### DATASET CONTENT
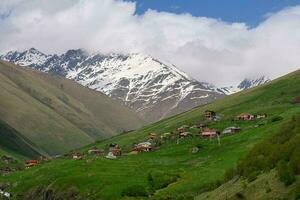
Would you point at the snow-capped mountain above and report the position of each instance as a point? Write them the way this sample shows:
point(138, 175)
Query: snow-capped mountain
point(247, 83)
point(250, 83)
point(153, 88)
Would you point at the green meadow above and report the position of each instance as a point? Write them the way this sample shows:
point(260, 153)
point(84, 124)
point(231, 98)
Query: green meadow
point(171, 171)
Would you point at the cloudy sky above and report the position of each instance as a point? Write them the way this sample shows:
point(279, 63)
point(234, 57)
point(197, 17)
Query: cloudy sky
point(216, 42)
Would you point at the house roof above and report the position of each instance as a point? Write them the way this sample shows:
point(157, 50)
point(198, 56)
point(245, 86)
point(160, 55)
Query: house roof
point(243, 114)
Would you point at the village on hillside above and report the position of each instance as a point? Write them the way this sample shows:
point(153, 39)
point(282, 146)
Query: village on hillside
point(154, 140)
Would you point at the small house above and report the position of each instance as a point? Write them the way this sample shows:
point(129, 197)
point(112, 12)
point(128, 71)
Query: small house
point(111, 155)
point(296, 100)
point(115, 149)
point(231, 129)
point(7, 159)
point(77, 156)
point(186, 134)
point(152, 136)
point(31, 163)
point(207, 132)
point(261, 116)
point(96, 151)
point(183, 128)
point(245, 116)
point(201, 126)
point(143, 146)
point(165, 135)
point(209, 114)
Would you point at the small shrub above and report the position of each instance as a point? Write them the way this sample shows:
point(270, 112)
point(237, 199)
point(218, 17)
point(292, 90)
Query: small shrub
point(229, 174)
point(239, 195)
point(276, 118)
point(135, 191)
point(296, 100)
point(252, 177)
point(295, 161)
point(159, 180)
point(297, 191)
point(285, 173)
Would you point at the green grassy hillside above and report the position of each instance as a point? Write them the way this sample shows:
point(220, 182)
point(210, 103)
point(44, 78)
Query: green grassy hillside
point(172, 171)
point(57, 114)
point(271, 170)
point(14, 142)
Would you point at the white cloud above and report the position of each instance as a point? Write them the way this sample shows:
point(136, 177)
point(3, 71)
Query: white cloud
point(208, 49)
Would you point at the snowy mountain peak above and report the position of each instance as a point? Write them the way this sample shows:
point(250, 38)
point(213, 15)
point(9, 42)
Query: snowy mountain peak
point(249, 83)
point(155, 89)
* * *
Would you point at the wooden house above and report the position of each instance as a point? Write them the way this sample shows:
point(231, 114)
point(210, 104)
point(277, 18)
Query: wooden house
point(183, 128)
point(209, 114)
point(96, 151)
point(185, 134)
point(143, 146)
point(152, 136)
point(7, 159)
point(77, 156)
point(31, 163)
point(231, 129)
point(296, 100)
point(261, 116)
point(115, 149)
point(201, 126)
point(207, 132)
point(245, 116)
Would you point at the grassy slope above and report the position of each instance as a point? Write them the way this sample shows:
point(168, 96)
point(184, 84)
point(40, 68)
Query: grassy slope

### GIVEN TASK
Format the material above, from the line with "Would you point at the snow-capped" up to and including the line with "point(171, 171)", as a numbered list with any blank lines left out.

### ANSWER IN FULL
1. Would you point at the snow-capped mountain above and report the position of each instance as a point? Write them the way this sample shows:
2. point(138, 175)
3. Query: snow-capped mountain
4. point(247, 83)
5. point(250, 83)
6. point(153, 88)
7. Would you point at the green meadow above and report the position of each instance as a point? Write them the way this sample shows:
8. point(260, 153)
9. point(84, 124)
10. point(231, 98)
11. Query: green meadow
12. point(171, 171)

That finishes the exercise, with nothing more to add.